#### The input

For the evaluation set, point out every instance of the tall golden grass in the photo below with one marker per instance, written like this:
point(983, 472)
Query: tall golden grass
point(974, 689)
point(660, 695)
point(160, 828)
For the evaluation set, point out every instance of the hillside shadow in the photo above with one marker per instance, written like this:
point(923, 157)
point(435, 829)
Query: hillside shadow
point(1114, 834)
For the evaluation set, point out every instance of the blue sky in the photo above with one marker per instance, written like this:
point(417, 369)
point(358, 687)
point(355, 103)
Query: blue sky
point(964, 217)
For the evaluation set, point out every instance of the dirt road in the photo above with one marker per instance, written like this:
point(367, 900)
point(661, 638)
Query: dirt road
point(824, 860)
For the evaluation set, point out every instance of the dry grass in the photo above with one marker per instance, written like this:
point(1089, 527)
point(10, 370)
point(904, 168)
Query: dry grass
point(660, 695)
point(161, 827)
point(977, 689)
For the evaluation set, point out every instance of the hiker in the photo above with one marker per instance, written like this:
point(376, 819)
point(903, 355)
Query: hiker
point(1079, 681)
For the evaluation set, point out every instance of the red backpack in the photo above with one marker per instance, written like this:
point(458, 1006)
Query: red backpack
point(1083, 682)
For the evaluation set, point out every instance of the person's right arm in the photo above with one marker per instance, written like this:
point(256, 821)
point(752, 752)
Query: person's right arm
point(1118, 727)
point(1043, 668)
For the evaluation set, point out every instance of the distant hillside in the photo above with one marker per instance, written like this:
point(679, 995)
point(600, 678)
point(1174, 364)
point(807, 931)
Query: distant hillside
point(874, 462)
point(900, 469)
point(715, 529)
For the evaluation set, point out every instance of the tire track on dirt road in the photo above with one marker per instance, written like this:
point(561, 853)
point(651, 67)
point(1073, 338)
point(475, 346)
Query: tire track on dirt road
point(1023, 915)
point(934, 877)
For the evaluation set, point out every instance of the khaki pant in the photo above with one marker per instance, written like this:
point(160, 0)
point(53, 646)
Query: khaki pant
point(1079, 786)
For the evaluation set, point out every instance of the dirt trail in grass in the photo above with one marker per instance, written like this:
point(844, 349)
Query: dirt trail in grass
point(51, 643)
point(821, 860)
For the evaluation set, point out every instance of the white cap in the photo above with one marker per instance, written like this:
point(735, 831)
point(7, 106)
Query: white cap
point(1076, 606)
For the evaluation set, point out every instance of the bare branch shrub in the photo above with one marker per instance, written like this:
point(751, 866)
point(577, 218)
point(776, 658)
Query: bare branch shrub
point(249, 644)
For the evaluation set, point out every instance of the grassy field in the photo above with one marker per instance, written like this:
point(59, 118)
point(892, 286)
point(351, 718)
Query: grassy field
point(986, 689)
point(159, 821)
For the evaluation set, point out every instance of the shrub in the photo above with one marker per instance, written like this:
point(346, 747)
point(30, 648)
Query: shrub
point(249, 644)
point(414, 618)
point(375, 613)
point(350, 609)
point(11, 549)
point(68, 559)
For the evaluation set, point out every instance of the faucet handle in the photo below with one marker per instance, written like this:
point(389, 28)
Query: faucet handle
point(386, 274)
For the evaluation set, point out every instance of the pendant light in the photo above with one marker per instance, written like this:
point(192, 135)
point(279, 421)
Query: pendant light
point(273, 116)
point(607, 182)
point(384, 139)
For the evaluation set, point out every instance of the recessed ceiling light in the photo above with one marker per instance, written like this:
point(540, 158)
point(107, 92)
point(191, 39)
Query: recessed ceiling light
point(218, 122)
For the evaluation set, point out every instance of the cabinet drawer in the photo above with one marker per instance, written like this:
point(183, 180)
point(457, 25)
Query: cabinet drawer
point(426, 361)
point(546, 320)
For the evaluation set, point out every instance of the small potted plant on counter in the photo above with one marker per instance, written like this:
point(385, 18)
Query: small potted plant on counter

########

Update the listing from the line with "For the evaluation set, point out every instance of the red" up to and including the line with "point(1079, 786)" by replacing "khaki pant" with "khaki trousers". Give back only those lines, with nothing else changed.

* Solution to this task:
For the evaluation set, point out every instance of the red backpack in the photo above with one marker per instance, written like this:
point(458, 1006)
Query: red backpack
point(1083, 682)
For the evaluation set, point out every instance of the person's right arm in the photo above with one marker per instance, written like this:
point(256, 821)
point(752, 752)
Query: person's right arm
point(1118, 727)
point(1043, 668)
For the evaluation set, point out every instance of the distant hillside in the photo above with one marker per instance, written like this:
point(679, 995)
point(600, 678)
point(1174, 364)
point(807, 931)
Query: distant hillside
point(874, 462)
point(900, 469)
point(715, 529)
For the evaluation set, point out every instance of the tire track on dirt road in the photo above with one marker per instance, written like this:
point(561, 853)
point(651, 67)
point(1073, 338)
point(475, 346)
Query: tire track on dirt road
point(1023, 915)
point(934, 877)
For the evaluation set, point out every instance of the khaki trousers in the photo above with one marker per instance, written like this:
point(160, 0)
point(53, 646)
Query: khaki trousers
point(1079, 786)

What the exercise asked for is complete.